- SET TASK: Rewrite the data from its first line through the line containing "[[177, 246], [296, 360], [630, 264], [357, 340]]", both included, keeping the requests and shifting every coordinate in the answers by adding 32.

- DATA LISTING:
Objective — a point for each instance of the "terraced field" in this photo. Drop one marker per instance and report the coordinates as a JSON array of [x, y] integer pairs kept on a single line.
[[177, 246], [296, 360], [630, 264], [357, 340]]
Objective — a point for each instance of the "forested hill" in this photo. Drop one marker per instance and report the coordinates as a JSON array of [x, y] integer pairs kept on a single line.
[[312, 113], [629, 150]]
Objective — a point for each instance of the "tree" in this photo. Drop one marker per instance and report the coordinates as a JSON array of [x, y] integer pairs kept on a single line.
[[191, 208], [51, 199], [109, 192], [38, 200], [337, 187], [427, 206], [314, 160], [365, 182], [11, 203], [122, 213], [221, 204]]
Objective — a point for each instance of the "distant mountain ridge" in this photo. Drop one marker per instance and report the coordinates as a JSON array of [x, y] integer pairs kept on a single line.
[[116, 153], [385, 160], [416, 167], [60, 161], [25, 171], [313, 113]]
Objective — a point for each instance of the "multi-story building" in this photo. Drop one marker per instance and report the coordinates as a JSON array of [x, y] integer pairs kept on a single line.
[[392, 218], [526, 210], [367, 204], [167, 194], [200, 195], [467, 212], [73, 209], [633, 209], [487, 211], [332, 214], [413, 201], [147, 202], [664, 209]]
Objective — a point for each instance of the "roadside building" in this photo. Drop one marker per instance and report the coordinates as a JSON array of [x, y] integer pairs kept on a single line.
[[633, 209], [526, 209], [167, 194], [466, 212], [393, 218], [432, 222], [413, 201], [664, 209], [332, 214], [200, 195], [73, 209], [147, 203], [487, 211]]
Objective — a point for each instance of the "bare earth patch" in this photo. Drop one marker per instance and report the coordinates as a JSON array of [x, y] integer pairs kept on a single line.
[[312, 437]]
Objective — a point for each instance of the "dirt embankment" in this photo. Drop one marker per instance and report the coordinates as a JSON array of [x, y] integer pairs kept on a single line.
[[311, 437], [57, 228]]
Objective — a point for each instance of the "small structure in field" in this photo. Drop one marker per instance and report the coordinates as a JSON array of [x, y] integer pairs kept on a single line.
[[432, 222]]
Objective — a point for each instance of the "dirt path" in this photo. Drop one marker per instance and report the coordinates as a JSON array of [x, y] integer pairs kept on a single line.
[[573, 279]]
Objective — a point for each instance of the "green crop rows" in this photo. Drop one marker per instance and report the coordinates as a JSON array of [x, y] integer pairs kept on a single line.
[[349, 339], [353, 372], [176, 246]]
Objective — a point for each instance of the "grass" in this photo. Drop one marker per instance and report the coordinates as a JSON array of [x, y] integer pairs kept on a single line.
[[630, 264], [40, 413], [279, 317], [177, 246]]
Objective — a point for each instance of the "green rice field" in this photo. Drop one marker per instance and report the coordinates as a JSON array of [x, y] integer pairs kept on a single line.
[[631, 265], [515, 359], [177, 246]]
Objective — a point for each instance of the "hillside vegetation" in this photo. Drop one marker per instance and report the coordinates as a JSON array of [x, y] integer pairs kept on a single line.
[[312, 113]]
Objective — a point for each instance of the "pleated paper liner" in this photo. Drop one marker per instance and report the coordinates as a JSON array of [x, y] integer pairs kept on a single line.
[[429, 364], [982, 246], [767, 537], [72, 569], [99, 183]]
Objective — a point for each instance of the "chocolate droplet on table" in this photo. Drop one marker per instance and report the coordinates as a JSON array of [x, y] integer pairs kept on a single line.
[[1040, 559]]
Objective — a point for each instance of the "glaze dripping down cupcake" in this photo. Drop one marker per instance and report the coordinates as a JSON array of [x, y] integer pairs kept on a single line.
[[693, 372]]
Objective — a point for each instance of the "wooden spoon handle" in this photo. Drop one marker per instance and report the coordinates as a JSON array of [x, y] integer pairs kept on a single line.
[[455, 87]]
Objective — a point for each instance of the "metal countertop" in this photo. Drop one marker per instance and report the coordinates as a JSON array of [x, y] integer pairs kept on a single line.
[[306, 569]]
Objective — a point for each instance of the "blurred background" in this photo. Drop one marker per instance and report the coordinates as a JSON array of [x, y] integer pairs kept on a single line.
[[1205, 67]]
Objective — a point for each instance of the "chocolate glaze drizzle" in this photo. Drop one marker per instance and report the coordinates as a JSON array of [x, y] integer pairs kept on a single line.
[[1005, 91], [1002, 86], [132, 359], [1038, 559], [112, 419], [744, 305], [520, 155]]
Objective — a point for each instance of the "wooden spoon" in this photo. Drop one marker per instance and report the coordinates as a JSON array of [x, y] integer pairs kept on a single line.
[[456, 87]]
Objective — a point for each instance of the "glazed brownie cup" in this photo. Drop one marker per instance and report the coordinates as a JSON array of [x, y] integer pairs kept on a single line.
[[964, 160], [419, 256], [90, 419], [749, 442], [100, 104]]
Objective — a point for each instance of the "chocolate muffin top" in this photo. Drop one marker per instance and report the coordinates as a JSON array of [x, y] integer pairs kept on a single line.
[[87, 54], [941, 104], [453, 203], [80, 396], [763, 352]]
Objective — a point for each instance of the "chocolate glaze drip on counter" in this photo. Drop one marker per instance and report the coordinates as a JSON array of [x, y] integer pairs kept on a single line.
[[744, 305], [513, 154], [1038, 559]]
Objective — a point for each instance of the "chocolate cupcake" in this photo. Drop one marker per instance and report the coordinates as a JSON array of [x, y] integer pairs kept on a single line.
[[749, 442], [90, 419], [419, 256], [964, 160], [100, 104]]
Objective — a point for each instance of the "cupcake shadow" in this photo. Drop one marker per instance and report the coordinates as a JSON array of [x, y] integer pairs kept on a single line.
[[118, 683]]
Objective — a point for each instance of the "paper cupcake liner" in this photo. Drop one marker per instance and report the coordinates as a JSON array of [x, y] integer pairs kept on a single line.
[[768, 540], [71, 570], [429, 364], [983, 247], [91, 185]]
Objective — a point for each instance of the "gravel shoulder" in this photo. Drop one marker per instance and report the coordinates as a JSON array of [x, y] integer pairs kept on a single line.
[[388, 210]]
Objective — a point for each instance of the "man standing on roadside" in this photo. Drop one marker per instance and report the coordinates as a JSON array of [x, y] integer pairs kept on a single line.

- RESULT:
Objective — a point for each instance of the "terraced field" in this photo. Drop one marker per instance and report the coordinates as a JSON array of [x, y] integer pairs kept on a single line.
[[209, 278], [328, 392], [662, 296], [389, 372]]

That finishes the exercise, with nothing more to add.